Page extract: Begin

Tuesday, October 23, 2018

Personal Rebranding for the Healthcare Practice Executive


Even successful executives sometimes take stock of their situations and decide they want to strike out in a new direction, pursue different opportunities, or advance within their own industry or company. They’ve worked hard to build a sound reputation, but sometimes that very reputation becomes a liability for trying something new. They are prevented from pursuing something new by people who can’t picture them in the new situation. This post focuses on individuals in healthcare leadership who want to—or find themselves forced to—change direction. If you find yourself in a such a predicament, it’s time to “rebrand” yourself. 


In a medical group practice, we face change and resistance almost every day. Physicians, of course, have been trained and socialized to avoid risk; and while that may be good medicine, it’s not always good business. A group administrator with years of experience in a cardiology practice might want to pursue an opportunity with an orthopedic surgery group. The orthopedists might see her CV and think, “Pretty impressive, but this person has never dealt with orthopedics’ unique issues,” and move on to the next résumé in the stack.

Others might want to change their roles within their organization. Maybe a billing supervisor would like to take on broader administrative responsibilities when the office manager position opens up. The doctors have been pleased with her work, so moving her out of the present position makes them nervous. Besides, they just can’t quite “picture” her running the whole business operation.

Physicians aspiring to leadership roles within their groups may face some of the same challenges, too. The strategic steps outlined below can help you rebrand yourself—that is, guide people to change how they perceive you and your abilities. If you can alter that perception, they might take a chance on you. Changing your reputation and what others expect of you requires a five-step strategy in support of your vision:

1. Define your destination. Start by determining where you really want to invest your energy; assess your current skills and those you need to acquire. Use personal research, find a mentor, or go back to school to get what you need.

2. Leverage your points of difference. The background and experience you bring to your new endeavor makes you unique. Figure out how to make your differences work for you, not against you.

3. Develop a narrative. Create a convincing story that explains how your past fits into your present. Don’t explain the transition in personal terms—such as, “I was bored; I needed a change”—rather focus on the value your prior experience brings. It’s not about inventing a new persona—it’s a shift in emphasis that should prompt others to say, “I can see you doing that.”

4. Reintroduce yourself. Establishing and developing new contacts will prove to be the easy part. The harder task is reintroducing yourself to your existing network. Most people don’t pay close enough attention to the details of their friends’ and contacts’ lives and careers. That means strategically re-educating people who know you or are acquainted with you. If you have some serious negative baggage to address, you will find it necessary to discipline yourself to stick strictly to the new image you want to project.

5. Prove your worth. Unless you can show evidence of your skills through past successes, you will have a hard time getting someone to trust you enough to employ your new abilities. Proving your worth is not a one-time endeavor—you’ll have to show your success over and over again.

Even in our personal lives, we will experience resistance from friends and family when we want to make changes—even changes that improve our situations. There’s something frightening about the unknown: “Better the devil you know than the one you don’t” sums up the tendency for people to tolerate even a devilish situation with which they’re familiar rather than strike out in search of something better.

Page extract: End
Data excerpts: Begin

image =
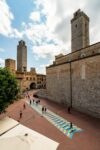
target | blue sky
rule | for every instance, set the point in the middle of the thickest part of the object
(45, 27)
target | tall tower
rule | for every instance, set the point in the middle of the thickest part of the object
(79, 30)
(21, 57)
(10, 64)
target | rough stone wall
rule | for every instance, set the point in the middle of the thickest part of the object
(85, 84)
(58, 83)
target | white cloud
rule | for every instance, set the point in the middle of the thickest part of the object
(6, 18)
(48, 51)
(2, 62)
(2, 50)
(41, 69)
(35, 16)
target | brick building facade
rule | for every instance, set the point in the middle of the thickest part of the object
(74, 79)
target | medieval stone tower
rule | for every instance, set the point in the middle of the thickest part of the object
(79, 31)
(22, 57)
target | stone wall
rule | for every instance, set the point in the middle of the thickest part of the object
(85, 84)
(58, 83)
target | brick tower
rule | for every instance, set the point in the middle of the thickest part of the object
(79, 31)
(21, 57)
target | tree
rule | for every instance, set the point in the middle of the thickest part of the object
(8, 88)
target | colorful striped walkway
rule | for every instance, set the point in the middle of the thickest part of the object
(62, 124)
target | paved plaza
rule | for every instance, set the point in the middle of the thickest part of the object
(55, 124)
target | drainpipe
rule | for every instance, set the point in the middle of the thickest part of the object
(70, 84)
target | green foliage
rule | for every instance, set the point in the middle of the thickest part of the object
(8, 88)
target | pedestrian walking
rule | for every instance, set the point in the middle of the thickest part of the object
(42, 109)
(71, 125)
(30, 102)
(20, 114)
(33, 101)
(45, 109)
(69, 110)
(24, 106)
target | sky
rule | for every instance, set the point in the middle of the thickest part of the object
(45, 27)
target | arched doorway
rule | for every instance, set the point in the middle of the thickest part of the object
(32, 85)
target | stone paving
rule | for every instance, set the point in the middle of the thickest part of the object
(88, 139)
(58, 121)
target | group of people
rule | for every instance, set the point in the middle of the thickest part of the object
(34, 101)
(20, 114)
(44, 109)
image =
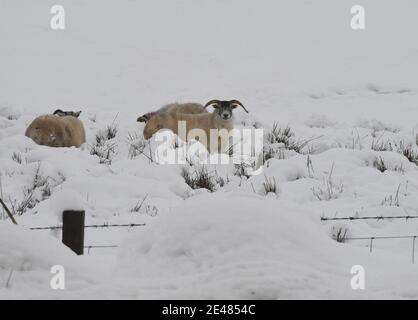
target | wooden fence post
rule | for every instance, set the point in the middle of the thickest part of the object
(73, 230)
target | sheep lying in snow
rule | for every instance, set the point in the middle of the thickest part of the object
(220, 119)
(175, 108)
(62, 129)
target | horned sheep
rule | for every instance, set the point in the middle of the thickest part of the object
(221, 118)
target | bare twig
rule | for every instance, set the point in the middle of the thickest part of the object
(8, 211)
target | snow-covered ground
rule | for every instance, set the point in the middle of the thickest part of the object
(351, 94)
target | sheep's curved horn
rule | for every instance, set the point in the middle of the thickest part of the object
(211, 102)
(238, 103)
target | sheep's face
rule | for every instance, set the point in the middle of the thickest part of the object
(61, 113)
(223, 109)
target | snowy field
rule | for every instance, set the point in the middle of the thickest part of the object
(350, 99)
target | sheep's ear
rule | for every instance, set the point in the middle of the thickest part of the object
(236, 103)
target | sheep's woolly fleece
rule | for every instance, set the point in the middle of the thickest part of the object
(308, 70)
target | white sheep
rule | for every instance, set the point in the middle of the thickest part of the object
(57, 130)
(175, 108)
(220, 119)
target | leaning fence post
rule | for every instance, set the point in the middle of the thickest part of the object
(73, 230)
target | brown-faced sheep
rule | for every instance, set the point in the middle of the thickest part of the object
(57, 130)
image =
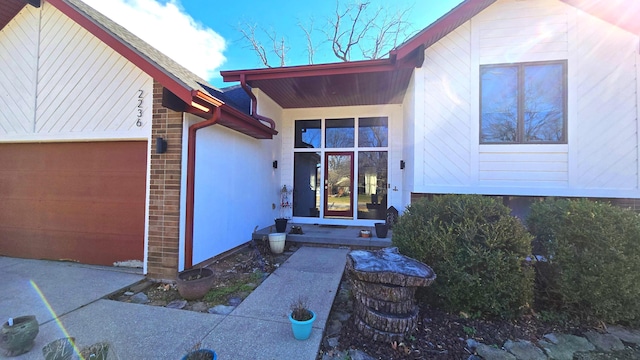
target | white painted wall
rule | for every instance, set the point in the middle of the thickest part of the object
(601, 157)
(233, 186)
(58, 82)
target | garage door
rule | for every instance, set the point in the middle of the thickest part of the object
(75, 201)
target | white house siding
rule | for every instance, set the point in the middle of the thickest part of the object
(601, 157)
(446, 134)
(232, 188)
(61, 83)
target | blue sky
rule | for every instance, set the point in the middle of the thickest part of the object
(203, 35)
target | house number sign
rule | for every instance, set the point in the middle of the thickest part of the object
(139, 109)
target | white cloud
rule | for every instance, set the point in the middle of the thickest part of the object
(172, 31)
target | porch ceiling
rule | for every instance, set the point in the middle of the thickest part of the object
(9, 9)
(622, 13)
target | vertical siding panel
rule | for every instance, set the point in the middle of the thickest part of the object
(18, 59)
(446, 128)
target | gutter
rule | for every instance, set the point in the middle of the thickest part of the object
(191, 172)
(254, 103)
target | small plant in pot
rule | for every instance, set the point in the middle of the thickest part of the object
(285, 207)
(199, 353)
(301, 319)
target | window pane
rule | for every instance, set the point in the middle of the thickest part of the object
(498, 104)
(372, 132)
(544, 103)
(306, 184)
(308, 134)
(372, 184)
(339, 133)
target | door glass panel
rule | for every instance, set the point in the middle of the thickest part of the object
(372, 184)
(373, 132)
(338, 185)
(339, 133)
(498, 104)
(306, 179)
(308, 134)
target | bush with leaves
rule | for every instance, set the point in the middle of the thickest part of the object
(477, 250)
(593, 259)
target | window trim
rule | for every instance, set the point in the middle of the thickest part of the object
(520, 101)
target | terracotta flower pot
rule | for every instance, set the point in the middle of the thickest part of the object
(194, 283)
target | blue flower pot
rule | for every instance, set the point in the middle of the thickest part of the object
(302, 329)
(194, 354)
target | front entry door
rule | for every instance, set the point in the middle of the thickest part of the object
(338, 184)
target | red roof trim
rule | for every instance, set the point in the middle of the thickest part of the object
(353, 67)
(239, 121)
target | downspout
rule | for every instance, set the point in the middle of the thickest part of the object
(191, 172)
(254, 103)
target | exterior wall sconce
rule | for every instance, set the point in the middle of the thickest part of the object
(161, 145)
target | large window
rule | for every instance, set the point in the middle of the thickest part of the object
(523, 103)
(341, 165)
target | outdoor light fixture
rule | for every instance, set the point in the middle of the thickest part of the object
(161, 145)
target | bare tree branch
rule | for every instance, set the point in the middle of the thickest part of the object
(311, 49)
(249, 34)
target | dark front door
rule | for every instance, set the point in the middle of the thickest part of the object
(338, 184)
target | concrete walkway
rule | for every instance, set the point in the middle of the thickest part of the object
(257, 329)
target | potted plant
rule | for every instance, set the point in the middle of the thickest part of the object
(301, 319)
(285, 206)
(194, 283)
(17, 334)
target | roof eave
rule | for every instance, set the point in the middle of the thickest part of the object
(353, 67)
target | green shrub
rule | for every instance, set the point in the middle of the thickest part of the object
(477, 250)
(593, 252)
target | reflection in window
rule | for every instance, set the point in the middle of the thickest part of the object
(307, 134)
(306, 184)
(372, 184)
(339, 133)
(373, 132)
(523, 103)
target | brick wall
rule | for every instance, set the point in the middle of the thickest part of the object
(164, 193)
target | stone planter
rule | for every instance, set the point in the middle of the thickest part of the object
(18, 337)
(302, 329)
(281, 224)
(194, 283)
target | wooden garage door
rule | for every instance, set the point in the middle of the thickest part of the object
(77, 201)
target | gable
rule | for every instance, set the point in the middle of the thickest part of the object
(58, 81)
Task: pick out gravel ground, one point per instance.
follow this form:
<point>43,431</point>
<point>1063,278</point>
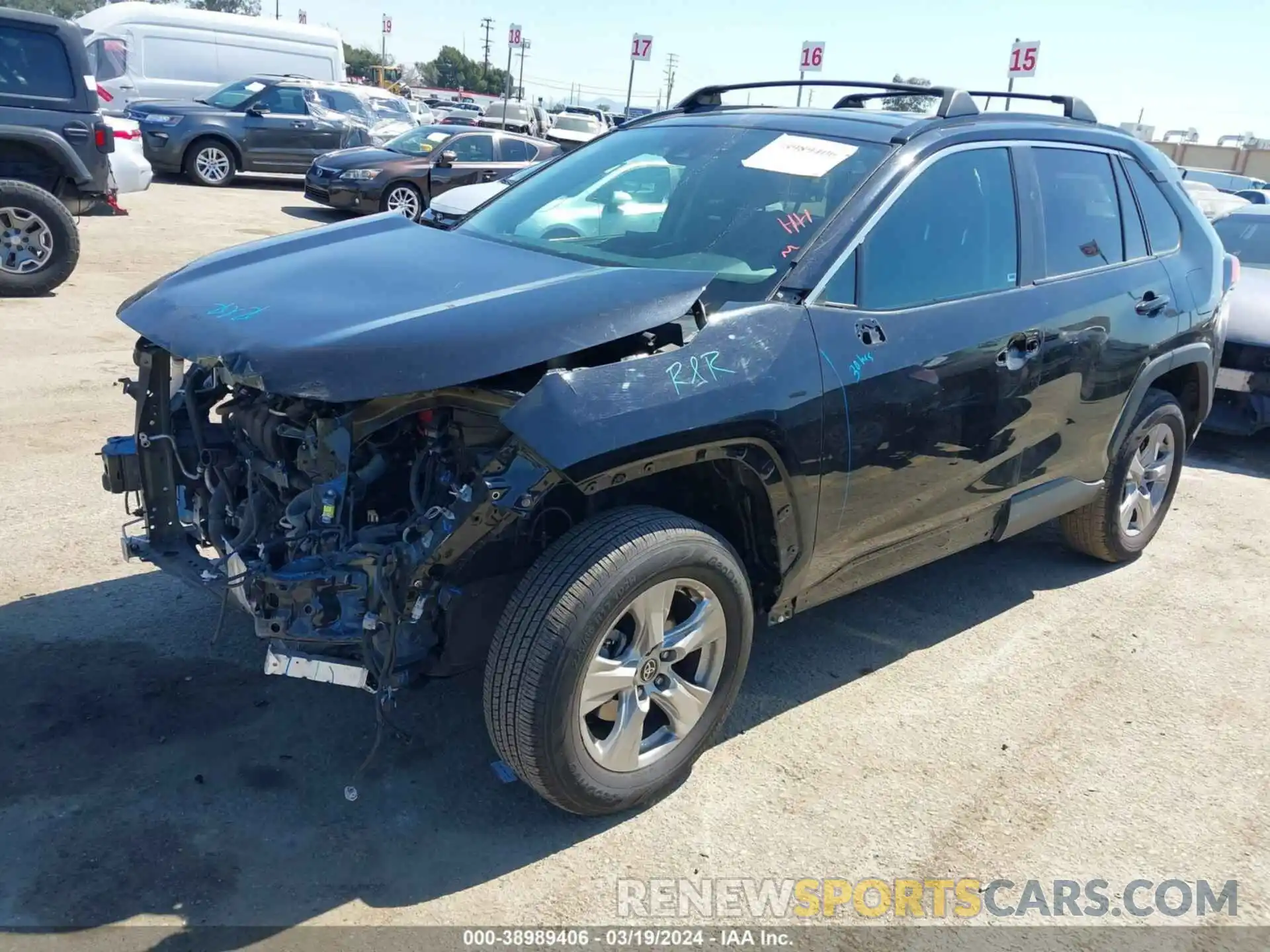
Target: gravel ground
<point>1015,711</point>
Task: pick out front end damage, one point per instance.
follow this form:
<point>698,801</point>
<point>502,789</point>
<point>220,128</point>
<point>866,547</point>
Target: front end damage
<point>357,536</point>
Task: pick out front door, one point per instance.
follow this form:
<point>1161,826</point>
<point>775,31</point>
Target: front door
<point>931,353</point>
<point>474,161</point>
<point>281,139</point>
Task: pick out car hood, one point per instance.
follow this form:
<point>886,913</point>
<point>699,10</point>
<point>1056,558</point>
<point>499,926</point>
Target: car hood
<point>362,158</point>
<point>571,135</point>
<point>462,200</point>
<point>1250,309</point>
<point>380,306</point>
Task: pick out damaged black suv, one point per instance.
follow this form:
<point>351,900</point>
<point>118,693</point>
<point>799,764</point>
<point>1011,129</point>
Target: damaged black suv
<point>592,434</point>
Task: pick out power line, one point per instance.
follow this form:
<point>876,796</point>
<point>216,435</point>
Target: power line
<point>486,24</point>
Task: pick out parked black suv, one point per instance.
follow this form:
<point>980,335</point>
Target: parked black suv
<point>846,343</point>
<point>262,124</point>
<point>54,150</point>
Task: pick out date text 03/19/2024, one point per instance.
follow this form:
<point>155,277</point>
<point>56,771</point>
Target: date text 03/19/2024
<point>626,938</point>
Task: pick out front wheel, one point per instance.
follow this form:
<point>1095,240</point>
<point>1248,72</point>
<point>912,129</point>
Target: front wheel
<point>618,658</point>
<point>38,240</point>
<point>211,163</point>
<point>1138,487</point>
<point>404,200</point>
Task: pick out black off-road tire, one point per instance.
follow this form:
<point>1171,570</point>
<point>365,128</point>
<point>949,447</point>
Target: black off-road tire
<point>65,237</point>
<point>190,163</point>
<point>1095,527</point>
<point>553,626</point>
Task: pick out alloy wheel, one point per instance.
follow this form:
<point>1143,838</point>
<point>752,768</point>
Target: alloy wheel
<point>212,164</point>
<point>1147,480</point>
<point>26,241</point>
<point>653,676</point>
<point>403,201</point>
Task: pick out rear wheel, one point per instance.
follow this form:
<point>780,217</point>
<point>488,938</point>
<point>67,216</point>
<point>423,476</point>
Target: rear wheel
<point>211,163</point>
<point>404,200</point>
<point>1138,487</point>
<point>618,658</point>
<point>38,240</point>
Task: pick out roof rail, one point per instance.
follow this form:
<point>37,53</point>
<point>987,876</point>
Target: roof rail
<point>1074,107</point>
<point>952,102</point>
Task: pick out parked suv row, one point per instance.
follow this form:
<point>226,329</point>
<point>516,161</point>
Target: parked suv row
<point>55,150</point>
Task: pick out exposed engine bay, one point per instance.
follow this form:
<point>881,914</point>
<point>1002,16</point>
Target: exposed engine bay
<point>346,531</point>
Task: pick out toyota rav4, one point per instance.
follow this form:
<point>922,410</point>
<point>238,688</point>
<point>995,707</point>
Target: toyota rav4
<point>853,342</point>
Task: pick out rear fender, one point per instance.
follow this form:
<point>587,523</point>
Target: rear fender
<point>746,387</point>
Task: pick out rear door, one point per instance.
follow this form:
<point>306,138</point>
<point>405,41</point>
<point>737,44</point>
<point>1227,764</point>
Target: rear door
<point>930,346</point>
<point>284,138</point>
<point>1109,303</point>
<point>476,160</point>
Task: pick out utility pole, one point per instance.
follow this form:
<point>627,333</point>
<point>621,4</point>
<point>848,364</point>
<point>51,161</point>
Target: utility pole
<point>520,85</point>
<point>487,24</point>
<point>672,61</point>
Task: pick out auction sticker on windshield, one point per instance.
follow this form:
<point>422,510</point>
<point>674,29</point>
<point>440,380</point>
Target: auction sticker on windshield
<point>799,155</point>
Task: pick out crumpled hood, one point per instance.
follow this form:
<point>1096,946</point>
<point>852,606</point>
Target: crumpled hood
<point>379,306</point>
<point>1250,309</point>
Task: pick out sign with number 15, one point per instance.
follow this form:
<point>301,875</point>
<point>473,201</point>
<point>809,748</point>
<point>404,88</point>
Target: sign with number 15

Data excerpts: End

* [About this task]: Translate this sentence from the text on personal rebranding into Spanish: "Establishing and developing new contacts will prove to be the easy part."

* [Response to the task]: Establecer y desarrollar nuevos contactos resultará ser la parte fácil.